**REQUIRED WORK**
Turn every line of the items below into a JSON list of strings, one string per line, and skip any blank lines. Leave the pictures out of your answer.

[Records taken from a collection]

━━━━━━━━━━━━━━━━━━━━━━━━━━━━━━

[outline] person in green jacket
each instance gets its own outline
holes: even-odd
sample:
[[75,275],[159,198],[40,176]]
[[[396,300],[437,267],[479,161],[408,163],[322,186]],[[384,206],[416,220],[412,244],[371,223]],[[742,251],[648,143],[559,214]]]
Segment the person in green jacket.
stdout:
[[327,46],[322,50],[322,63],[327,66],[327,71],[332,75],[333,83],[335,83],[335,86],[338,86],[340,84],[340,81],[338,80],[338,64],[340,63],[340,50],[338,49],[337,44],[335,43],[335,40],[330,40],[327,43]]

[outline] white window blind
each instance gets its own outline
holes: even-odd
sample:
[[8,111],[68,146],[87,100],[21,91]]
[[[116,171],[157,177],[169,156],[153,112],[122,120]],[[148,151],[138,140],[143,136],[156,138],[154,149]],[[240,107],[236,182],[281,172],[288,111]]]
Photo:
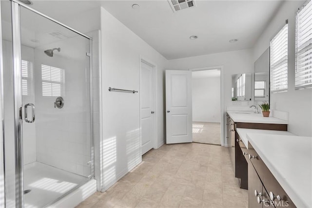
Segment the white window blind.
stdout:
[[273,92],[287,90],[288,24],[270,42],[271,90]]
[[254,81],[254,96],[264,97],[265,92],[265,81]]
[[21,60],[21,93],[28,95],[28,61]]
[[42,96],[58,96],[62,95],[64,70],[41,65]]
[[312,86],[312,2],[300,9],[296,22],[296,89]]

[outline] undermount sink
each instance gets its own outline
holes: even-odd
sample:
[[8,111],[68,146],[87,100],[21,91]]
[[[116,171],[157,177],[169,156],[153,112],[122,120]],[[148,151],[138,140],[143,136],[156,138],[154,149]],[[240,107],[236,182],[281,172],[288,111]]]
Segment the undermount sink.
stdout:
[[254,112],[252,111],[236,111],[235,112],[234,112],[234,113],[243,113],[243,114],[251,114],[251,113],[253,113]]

━━━━━━━━━━━━━━━━━━━━━━━━━━━━━━

**SOLUTION**
[
  "[outline] person in green jacket",
  "each instance gets its own outline",
  "holes: even-odd",
  "sample:",
  "[[75,275],[159,198],[40,176]]",
  "[[[396,300],[437,267],[479,161],[408,163],[322,186]],[[384,206],[416,220],[412,244],[371,223]],[[742,251],[648,143],[559,214]]]",
  "Segment the person in green jacket.",
  "stdout:",
  "[[327,46],[322,50],[322,63],[327,66],[327,71],[332,75],[333,83],[335,83],[335,86],[338,86],[340,84],[340,81],[338,80],[338,64],[340,63],[340,50],[338,49],[337,44],[335,43],[335,40],[330,40],[327,43]]",
  "[outline] white window blind",
  "each instance gets its own outline",
  "holes: even-odd",
  "sample:",
  "[[8,111],[68,146],[87,100],[21,91]]",
  "[[[116,171],[157,177],[169,156],[153,112],[122,120]],[[148,151],[138,140],[143,136],[156,138],[154,149]],[[240,107],[236,182],[281,172],[288,111]]]",
  "Photo:",
  "Segment the white window blind.",
  "stdout:",
  "[[273,92],[287,90],[288,24],[270,42],[271,90]]",
  "[[254,81],[254,96],[264,97],[265,92],[265,81]]",
  "[[21,60],[21,93],[28,95],[28,61]]",
  "[[42,96],[58,96],[62,95],[64,70],[41,65]]",
  "[[312,86],[312,2],[300,9],[296,22],[296,89]]",
  "[outline] undermount sink",
  "each instance gets its own outline",
  "holes: even-odd",
  "sample:",
  "[[8,111],[68,146],[87,100],[21,91]]",
  "[[[116,171],[157,177],[169,156],[153,112],[122,120]],[[148,151],[138,140],[143,136],[156,138],[154,149]],[[240,107],[236,182],[281,172],[288,111]]]",
  "Segment the undermount sink.",
  "stdout:",
  "[[254,112],[252,111],[236,111],[235,112],[234,112],[234,113],[243,113],[243,114],[251,114],[251,113],[253,113]]"
]